===== Página =====

Ou, para ser mais preciso, reconheço totalmente que a extensão do processo de acumulação em escala mundial envolve a constituição de uma “classe mundial de capitalistas”, que tem como lei a concorrência contínua (e, paradoxo por paradoxo, vejo a necessidade de incluir nessa classe capitalista tanto os dirigentes da “livre empresa” quanto os gestores do protecionismo “socialista” de Estado), mas não acredito que essa classe capitalista seja ao mesmo tempo uma burguesia mundial no sentido de classe organizada em instituições, a única historicamente concreta.
Imagino que Wallerstein responderia logo a esse questionamento: mas há de fato uma instituição comum à burguesia mundial que tende a lhe conferir uma existência concreta, independentemente de seus conflitos internos (mesmo quando eles adquirem a forma violenta de conflitos militares) e, sobretudo, independentemente das condições muito diferentes de sua hegemonia sobre as populações dominadas! Essa instituição é o próprio sistema dos Estados, cuja estabilidade tornou-se bem evidente desde que, após revoluções e contrarrevoluções, colonizações e descolonizações, a forma do Estado nacional se estendeu formalmente à humanidade inteira.
Sustento, há muito tempo, que toda burguesia é “burguesia de Estado”, mesmo onde o capitalismo não é organizado como capitalismo de Estado planificado, e penso que concordaremos neste ponto. Uma das questões mais pertinentes entre as formuladas por Wallerstein, a meu ver, consiste em se perguntar por que a economia-mundo não conseguiu se transformar (apesar de diversas tentativas do século XVI ao XX) em um império-mundo, politicamente unificado, por que, nela, a instituição política adquiriu a forma de um “sistema interestatal”.

=====

**Tarefa breve**
Transcreva, do texto sobre a burguesia mundial, o trecho que vai de "Imagino que Wallerstein" até "à humanidade inteira.", sem alterar nenhuma palavra.

===== Dados apresentados =====

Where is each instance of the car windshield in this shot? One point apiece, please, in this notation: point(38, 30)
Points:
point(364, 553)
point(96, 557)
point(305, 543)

=====

**Resposta à tarefa**
Imagino que Wallerstein responderia logo a esse questionamento: mas há de fato uma instituição comum à burguesia mundial que tende a lhe conferir uma existência concreta, independentemente de seus conflitos internos (mesmo quando eles adquirem a forma violenta de conflitos militares) e, sobretudo, independentemente das condições muito diferentes de sua hegemonia sobre as populações dominadas! Essa instituição é o próprio sistema dos Estados, cuja estabilidade tornou-se bem evidente desde que, após revoluções e contrarrevoluções, colonizações e descolonizações, a forma do Estado nacional se estendeu formalmente à humanidade inteira.